◆ Problem details:
An exact copy of the listing is needed, with every line kept.

◆ Material for this exercise:
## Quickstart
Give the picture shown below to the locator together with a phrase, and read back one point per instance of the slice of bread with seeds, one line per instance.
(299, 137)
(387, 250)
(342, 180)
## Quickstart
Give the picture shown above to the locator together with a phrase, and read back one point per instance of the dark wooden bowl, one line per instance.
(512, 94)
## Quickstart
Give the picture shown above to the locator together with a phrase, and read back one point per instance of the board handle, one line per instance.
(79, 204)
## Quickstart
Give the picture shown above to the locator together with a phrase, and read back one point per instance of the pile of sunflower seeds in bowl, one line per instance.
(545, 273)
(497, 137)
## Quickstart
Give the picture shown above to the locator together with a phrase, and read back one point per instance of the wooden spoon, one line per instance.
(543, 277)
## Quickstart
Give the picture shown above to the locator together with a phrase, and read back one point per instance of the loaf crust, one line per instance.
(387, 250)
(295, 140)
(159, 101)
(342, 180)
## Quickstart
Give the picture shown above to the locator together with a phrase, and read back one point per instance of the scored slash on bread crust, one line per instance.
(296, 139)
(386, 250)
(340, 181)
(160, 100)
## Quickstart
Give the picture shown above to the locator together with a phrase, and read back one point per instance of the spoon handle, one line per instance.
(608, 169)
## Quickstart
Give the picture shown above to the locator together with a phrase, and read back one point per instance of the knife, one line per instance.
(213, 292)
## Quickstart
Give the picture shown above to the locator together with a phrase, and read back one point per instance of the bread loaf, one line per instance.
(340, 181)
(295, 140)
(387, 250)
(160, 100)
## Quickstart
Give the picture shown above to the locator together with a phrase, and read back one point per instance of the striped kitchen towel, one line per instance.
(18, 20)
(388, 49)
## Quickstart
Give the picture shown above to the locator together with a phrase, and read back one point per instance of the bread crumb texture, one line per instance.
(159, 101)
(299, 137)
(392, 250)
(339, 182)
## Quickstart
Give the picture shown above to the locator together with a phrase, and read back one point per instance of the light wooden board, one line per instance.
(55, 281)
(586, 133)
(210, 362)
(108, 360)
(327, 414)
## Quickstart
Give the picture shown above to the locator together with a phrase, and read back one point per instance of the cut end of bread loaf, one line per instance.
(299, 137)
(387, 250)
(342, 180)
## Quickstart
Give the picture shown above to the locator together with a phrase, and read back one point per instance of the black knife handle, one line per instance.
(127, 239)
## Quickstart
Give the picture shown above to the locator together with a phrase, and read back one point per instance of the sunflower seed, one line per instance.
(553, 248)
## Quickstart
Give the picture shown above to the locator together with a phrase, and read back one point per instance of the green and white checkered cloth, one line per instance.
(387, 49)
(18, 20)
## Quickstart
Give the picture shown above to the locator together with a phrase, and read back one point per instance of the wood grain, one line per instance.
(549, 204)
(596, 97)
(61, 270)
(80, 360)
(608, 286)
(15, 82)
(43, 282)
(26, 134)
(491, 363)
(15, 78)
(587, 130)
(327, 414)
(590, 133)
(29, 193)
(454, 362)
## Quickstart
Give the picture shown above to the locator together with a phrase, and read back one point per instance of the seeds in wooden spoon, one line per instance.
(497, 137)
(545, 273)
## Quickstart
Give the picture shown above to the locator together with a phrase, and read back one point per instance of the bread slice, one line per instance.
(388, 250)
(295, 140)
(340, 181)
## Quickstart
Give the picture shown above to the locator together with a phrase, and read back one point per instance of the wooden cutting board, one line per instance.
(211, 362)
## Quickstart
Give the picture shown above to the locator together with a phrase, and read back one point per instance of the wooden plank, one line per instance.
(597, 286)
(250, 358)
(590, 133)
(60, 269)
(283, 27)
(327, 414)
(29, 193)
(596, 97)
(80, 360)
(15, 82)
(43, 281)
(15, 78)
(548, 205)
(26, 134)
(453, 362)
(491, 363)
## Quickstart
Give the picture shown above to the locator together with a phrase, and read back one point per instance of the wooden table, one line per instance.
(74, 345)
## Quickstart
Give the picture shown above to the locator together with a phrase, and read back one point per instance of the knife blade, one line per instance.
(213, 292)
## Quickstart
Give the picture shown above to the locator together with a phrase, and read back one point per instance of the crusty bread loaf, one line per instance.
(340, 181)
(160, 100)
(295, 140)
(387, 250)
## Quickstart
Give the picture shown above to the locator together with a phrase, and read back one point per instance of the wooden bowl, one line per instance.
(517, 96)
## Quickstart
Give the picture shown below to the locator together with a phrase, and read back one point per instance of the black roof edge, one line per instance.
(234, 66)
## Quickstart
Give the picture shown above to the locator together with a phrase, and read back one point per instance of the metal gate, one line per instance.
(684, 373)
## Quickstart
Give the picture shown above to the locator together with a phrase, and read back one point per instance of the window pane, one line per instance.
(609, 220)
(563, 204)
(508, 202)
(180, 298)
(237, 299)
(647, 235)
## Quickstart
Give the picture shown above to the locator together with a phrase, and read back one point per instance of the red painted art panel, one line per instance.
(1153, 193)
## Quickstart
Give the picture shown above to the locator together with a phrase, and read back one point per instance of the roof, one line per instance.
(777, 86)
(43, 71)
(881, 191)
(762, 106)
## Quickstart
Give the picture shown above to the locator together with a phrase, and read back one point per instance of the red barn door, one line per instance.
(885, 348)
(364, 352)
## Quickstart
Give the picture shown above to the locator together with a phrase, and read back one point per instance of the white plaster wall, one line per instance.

◆ Answer space:
## Quickstart
Give the picture shown below to the locator together with a phrase, and read back one point per instance of the slice of bread with seeds, one line per instance.
(299, 137)
(387, 250)
(342, 180)
## Quickstart
Give the picture shown above to the locator together with a phrase, and read back one point per instance of the dark wooden bowl, one line per instance.
(512, 94)
## Quickstart
Give the picture shown above to the locator together with a phrase, and read back one point per instance of the board handle, one line per instance.
(79, 204)
## Quickstart
Give the picture shown above to the locator together with a phrase, and read back one point per instance of the pile of sunflower seeds in bowl, one line per instance.
(545, 273)
(497, 137)
## Quickstart
Give the picture shown above to the locator together with a phrase, and read back one point per instance of the wooden spoon, one line per instance.
(543, 277)
## Quickstart
Give the picture shown above to the locator together with a phrase, and read back one point per instance of the loaf crust, one line per instance.
(387, 250)
(295, 140)
(159, 101)
(342, 180)
## Quickstart
Give the picture shown above to the locator together with a phrase, and read back one point per instance of the scored slash on bread crust, one line per instance.
(296, 139)
(386, 250)
(340, 181)
(160, 100)
## Quickstart
Give the picture shown above to the locator together with a phrase, and read back one point per instance of the spoon handle, one line per instance.
(608, 169)
## Quickstart
Give the picture shown above to the locator together with a phrase, and read back one point per instance of the knife, one line per instance.
(213, 292)
## Quickstart
Give the picture shown above to the locator together with a phrase, and read back one point per instance of the bread loaf, one line per instance.
(340, 181)
(295, 140)
(387, 250)
(160, 100)
## Quickstart
Give the picture shown above to the locator together with a phrase, and read back one point per instance of the striped kitchen towel, one line per instance.
(18, 20)
(388, 49)
## Quickstart
Give the picture shown above to the locator together with a phrase, and read back one point per instance of the bread crumb texture, one line per instance.
(159, 101)
(299, 137)
(392, 250)
(339, 182)
## Quickstart
Give the picture shown above to the locator together with a phrase, and read back one point per instance of the light wooden board, one line per instance.
(55, 281)
(586, 133)
(210, 362)
(108, 360)
(327, 414)
## Quickstart
Give the picture shown above to the locator together with a phrase, and read back one point per instance of the cut end of bread loaf, one line per instance.
(299, 137)
(387, 250)
(342, 180)
## Quickstart
Give the picture shown above to the locator together with a phrase, and read back one point per instance of the black knife handle, one line per instance.
(127, 239)
## Quickstart
Give the picture shown above to the locator together with a phrase, and read back one point per instance of the sunflower seed, one line per instance.
(553, 248)
## Quickstart
Give the picture shown above to the locator together with a phrase, and read back one point per instance of the green and white checkered cloth, one line per instance.
(387, 49)
(18, 20)
## Quickstart
Give the picture shown above to the locator together with a phrase, and read back one point per instance of the wood grain, one line per instance.
(549, 204)
(596, 97)
(61, 270)
(80, 360)
(608, 286)
(15, 82)
(43, 282)
(26, 134)
(491, 363)
(15, 78)
(587, 130)
(327, 414)
(590, 133)
(29, 193)
(454, 362)
## Quickstart
Give the picture shown above to the locator together with a phrase, and read back one point per instance of the seeds in wooden spoon, one line per instance.
(497, 137)
(545, 273)
## Quickstart
Give the picture shown above to the locator together with a phrase, and read back one point per instance of the bread slice, one line per instance.
(388, 250)
(295, 140)
(340, 181)
## Quickstart
Give the picture shown above to the locator together with a phrase, and read back one point per instance of the wooden cutting board, one line per instance.
(211, 362)
## Quickstart
Give the picture shown above to the locator together with a phrase, and read back one point per instance of the wooden plank, one line per instance.
(597, 286)
(250, 358)
(590, 133)
(60, 269)
(283, 27)
(327, 414)
(29, 193)
(596, 97)
(80, 360)
(15, 82)
(43, 281)
(15, 78)
(548, 205)
(26, 134)
(453, 362)
(491, 363)
## Quickstart
Give the picture shown above to the locator together with a phrase, and read back one point per instance of the wooden table, one line per instance.
(74, 345)
## Quickstart
Give the picture shown above to the locator together with a phrase, and read back one point per instance of the knife blade, one line per instance.
(213, 292)
## Quickstart
Give the picture shown above to the locator together with a phrase, and read back one point per instance of the crusty bread loaf, one line per instance.
(340, 181)
(160, 100)
(295, 140)
(387, 250)
## Quickstart
Give the picture shown above to the locator together with a phrase, and read back one point per instance of the wooden bowl, one line per instance.
(517, 96)
## Quickstart
Give the picture shown below to the locator together with a phrase, and read back one point per instance of the black roof edge, one line per instance.
(234, 66)
## Quickstart
Give the picture shown above to the locator together with a phrase, and read back one point per instance of the metal gate, one line per instance.
(684, 373)
## Quickstart
Give the picture shown above to the locator together with a phrase, and read back one point per instance of the window pane, one line per instance.
(609, 220)
(563, 204)
(508, 202)
(180, 298)
(237, 299)
(647, 235)
## Quickstart
Give the picture shown above to the locator together with a phrase, and read back one point per instance of the red painted art panel, one line per instance.
(1153, 193)
## Quickstart
Give the picture shown above to the locator together with a phrase, and read back one point per instance of the roof, one line per instance.
(777, 86)
(43, 71)
(881, 191)
(762, 106)
## Quickstart
Give the picture shown above to the locator together with a phrase, and read back one point per instance of the red barn door, one line per instance.
(885, 348)
(364, 352)
## Quickstart
Give the picture shown above to the locator together with a phrase, and read back one point per instance of the white plaster wall, one line per instance.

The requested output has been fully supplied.